#### WHAT TO PRODUCE:
Pick out each line in the listing below that contains the word "Target" and copy it unchanged.

#### RECORDS SUPPLIED:
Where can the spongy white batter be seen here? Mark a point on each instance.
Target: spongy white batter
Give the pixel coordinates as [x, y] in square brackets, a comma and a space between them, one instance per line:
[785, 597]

--

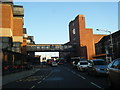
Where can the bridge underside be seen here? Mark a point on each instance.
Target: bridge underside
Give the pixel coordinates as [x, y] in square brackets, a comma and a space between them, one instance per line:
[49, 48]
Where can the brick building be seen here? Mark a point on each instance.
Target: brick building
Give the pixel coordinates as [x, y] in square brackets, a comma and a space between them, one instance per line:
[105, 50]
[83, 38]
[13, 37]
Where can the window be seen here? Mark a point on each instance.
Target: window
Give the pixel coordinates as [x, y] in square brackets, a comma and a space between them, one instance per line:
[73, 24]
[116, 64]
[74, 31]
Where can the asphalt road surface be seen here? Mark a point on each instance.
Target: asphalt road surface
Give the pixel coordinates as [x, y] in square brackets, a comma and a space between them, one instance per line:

#### OUTPUT FOR THIS TASK:
Target: spongy white batter
Target: bridge underside
Target: brick building
Target: window
Target: asphalt road surface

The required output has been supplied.